Top of EXTRACTED ENTRIES
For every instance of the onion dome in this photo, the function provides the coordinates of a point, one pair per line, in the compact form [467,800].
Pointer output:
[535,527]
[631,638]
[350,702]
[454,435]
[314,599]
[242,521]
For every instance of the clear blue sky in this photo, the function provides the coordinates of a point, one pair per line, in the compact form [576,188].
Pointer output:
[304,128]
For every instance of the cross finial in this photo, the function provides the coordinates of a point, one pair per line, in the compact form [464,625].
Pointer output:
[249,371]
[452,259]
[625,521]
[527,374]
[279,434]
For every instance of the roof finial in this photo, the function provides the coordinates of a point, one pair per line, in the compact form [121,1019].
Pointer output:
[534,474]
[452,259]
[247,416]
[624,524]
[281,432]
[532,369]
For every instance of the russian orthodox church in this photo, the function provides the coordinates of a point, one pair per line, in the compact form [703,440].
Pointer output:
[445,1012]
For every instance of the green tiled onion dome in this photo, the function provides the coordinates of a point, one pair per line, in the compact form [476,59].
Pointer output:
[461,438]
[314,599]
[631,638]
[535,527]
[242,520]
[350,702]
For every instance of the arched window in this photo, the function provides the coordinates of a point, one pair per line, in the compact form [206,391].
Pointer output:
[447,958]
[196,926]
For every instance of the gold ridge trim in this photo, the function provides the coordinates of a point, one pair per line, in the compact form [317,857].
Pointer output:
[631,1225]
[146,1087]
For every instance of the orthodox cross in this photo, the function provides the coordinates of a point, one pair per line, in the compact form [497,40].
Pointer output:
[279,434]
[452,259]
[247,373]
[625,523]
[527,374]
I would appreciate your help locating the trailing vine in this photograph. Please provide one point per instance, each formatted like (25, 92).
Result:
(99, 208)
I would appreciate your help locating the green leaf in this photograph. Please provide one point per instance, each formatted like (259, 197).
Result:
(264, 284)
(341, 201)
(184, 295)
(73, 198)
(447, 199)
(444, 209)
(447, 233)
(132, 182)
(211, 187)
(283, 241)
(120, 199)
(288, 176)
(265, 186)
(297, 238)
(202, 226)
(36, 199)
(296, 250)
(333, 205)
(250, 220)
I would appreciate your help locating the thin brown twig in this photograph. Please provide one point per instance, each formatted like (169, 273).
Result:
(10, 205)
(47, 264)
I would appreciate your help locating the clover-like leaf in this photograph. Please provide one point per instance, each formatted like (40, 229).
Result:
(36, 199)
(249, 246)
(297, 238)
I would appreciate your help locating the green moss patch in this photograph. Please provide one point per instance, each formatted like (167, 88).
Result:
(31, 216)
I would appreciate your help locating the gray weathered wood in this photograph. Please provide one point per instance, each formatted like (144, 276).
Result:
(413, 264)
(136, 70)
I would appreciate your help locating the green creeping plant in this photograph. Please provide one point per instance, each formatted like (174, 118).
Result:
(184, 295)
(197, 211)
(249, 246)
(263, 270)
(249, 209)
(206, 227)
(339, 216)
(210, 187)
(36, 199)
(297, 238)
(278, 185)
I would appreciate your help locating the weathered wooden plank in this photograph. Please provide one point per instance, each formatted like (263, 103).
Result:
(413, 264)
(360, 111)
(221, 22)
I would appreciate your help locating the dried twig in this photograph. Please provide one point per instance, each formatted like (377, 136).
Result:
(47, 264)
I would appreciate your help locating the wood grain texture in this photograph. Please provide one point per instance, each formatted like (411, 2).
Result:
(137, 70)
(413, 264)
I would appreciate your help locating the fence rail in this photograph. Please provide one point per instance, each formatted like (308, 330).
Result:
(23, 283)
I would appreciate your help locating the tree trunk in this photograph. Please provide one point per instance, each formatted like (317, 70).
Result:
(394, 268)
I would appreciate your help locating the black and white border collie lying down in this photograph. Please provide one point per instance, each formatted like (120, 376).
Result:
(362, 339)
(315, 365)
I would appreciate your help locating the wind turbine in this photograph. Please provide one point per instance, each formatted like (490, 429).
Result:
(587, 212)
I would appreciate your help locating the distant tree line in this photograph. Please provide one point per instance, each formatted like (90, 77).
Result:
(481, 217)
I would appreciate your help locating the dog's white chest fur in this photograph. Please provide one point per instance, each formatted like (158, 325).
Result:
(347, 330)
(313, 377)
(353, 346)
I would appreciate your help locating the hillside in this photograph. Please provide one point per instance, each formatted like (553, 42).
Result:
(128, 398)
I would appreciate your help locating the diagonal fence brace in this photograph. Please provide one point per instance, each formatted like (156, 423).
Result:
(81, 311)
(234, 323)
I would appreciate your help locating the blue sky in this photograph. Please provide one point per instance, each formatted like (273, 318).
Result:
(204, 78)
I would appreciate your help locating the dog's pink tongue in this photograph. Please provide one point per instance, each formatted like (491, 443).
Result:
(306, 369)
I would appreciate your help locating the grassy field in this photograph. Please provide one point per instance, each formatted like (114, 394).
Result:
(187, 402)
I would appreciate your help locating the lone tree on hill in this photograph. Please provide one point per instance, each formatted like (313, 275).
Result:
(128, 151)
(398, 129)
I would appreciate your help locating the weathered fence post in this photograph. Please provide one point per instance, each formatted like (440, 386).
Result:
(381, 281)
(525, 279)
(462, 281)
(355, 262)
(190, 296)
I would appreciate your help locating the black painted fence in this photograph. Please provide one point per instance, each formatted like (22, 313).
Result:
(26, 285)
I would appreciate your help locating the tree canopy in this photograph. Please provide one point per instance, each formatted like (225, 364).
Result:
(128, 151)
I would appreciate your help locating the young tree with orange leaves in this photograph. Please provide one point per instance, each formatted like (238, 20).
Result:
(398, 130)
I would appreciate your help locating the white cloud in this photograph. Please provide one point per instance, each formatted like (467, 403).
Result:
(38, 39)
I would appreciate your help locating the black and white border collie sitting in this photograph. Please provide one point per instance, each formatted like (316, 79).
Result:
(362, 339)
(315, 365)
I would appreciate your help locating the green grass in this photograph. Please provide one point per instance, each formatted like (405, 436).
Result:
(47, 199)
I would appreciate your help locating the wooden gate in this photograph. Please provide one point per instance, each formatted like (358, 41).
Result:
Bottom of EXTRACTED ENTRIES
▸ **PROBLEM**
The entries above are to be retyped exactly, with nothing left out.

▸ **EXPECTED ANSWER**
For every instance of the onion dome in this photo, the function provides the coordinates of a point, one pair per line, in the compact form [467,800].
Pointer output:
[535,527]
[631,638]
[350,702]
[454,435]
[314,599]
[242,521]
For every instance of the clear blue sky in this photo, the function provides the coordinates of a point, one pair per line, in the compact form [576,188].
Pointer output:
[304,128]
For every instance of the cross finial in this photo, the function provides the coordinates of a point, one pair per line, in the compact form [464,625].
Pointer output:
[249,371]
[452,259]
[625,521]
[527,374]
[279,434]
For every instance of the roof finial in this photo, the function provides the coordinates of a point, one pair per line, in the compact form [121,1019].
Pointer output:
[534,474]
[452,259]
[247,416]
[624,524]
[281,432]
[532,369]
For every instance of the russian orthodox church in this photo, the function provides the coordinates of a point, one pair per line, in the compact form [703,440].
Pointer output:
[445,1012]
For every instance of the green tiled onion dome in this photo, the function provides the coordinates of a point, one pair per line, in the compact form [476,59].
Pointer output:
[461,438]
[314,599]
[631,638]
[535,527]
[242,520]
[350,702]
For every instance of the arched window in this photo, the function provides the coordinates of a point, one pair per line, in the compact form [206,391].
Pointer output:
[447,958]
[196,926]
For every instance of the gold ridge trim in this photo, the function provides the coordinates of a point, one pair per line, in the compact form [317,857].
Pointer output:
[631,1225]
[146,1087]
For every instance of the orthodox cross in this photo, the function provides the coordinates of a point, one pair per line, in the compact form [497,40].
Pointer output:
[279,434]
[452,259]
[247,373]
[625,523]
[527,374]
I would appreciate your help locating the trailing vine in this photograph. Please provide one point per instance, each formatted like (25, 92).
Result:
(99, 208)
I would appreciate your help locating the green leaf in this photograph. Please provide one point per instance, each formatted like (259, 197).
Result:
(264, 284)
(341, 201)
(184, 295)
(73, 198)
(447, 199)
(444, 209)
(447, 233)
(132, 182)
(211, 187)
(283, 241)
(120, 199)
(288, 176)
(265, 186)
(297, 238)
(202, 226)
(36, 199)
(296, 250)
(333, 205)
(250, 220)
I would appreciate your help locating the thin brown twig in this photograph. Please provide one point per instance, each formatted like (169, 273).
Result:
(10, 205)
(47, 264)
I would appreciate your help locating the clover-like leaf in this photograph. Please provide one point per instance, each formatted like (40, 229).
Result:
(36, 199)
(249, 246)
(297, 238)
I would appreciate your help locating the green moss patch in this photograph. Please provide one point per instance, each formatted like (167, 88).
Result:
(31, 216)
I would appreciate your help locating the gray weathered wood in this photograph. Please provide one point per instance, each formatted like (144, 276).
Result:
(413, 264)
(136, 70)
I would appreciate your help locating the green creeping plant in this photograph. Please provide one point per instance, each formatted like (174, 118).
Result:
(184, 295)
(197, 211)
(249, 246)
(263, 270)
(249, 209)
(206, 227)
(339, 216)
(210, 187)
(36, 199)
(297, 238)
(278, 185)
I would appreciate your help locating the weathered wooden plank in this photograph. Please provide one point per instance, each formatted like (263, 103).
Result:
(413, 264)
(360, 111)
(221, 22)
I would appreciate your help locating the dried twig in this photograph. Please provide one point per instance, each formatted like (377, 136).
Result:
(47, 264)
I would appreciate your help locating the wood grain texture in this photograph. Please provide one point per instance, each formatted like (411, 2).
Result:
(137, 70)
(413, 264)
I would appreciate your help locating the fence rail in this photograph. Please provide one point per instance, each formatted like (308, 330).
Result:
(23, 283)
I would appreciate your help locating the tree trunk in this photograph. Please provide one point per instance, each formatted like (317, 70).
Result:
(394, 268)
I would appreciate your help locating the black and white border collie lying down in this photograph. Please provide one point per instance, each formatted like (120, 376).
Result:
(362, 339)
(315, 365)
I would appreciate your help locating the wind turbine in this photograph. Please provide one point per instance, each formatted like (490, 429).
Result:
(587, 212)
I would appreciate your help locating the distant tree line in this photograph. Please provide one point per instance, each formatted like (90, 77).
Result:
(481, 217)
I would appreciate your help locating the dog's white chest fur in this photograph. Please provide one point per instance, each formatted like (158, 325).
Result:
(347, 330)
(313, 377)
(353, 346)
I would appreciate your help locating the hillside in this photograph. Please provide one point per instance, each formatted like (553, 42).
Result:
(128, 398)
I would appreciate your help locating the diagonal fence brace in this photograph. Please provide one point per instance, each formatted like (156, 423).
Result:
(81, 311)
(234, 323)
I would appreciate your help locating the blue sky in this photograph. Please provide one point per instance, each formatted like (273, 318).
Result:
(204, 78)
I would appreciate your help locating the dog's pink tongue in this photograph. Please provide one point per instance, each formatted like (491, 443).
Result:
(306, 369)
I would appreciate your help locating the grassy field in this photograph. Please provide one point per instance, each formatted like (114, 394).
Result:
(187, 402)
I would appreciate your help locating the lone tree on hill in this photograph. Please provide one point per instance, each formatted like (313, 275).
Result:
(128, 151)
(398, 129)
I would appreciate your help locating the weathered fence post in this photograph. Please provide one point per instance, each formatted like (440, 386).
Result:
(381, 281)
(525, 279)
(462, 281)
(355, 262)
(190, 296)
I would appreciate your help locating the black painted fence in this photograph. Please provide one point per instance, each formatted like (22, 313).
Result:
(26, 285)
I would appreciate your help locating the tree canopy in this photograph. Please provide one point per instance, each formatted like (225, 364).
Result:
(128, 151)
I would appreciate your help locating the young tree with orange leaves in this photograph. Please provide one point per instance, each formatted like (238, 20).
Result:
(398, 130)
I would appreciate your help locating the white cloud in this photograph. Please provide one point per instance, each formatted like (467, 403).
Result:
(38, 39)
I would appreciate your help locating the black and white border collie sitting in this photograph. Please provide one point per instance, each formatted like (316, 79).
Result:
(362, 339)
(315, 365)
I would appreciate your help locating the green grass in this photograph. Please provide one point per instance, each formatted like (405, 436).
Result:
(47, 199)
I would appreciate your help locating the wooden gate in this photograph. Please provide one point per instance, each formatted like (358, 41).
Result:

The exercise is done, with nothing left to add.